— START Provided records —
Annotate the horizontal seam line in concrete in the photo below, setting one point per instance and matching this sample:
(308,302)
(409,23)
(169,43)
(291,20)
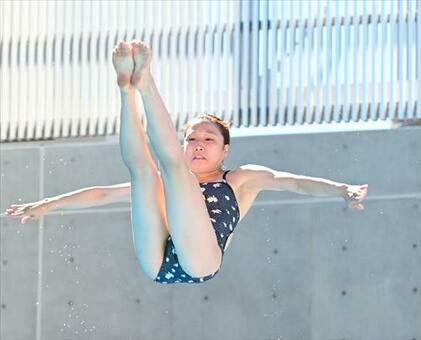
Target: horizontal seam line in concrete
(257,203)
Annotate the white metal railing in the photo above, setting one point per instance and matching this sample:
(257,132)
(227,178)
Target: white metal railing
(256,63)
— END Provided records —
> [Instructions to follow]: Repeat the material above word for word, please, apart from its images.

> [Output]:
Annotate the horizontal seam line in concrete in the photo below, setting one point per instance and matching this sample:
(308,302)
(409,23)
(169,43)
(291,20)
Target: horizontal seam line in concrete
(257,203)
Annotate the white metal railing in the photo above, setting one point per instance and matching this sample:
(257,132)
(227,178)
Target: white metal railing
(256,63)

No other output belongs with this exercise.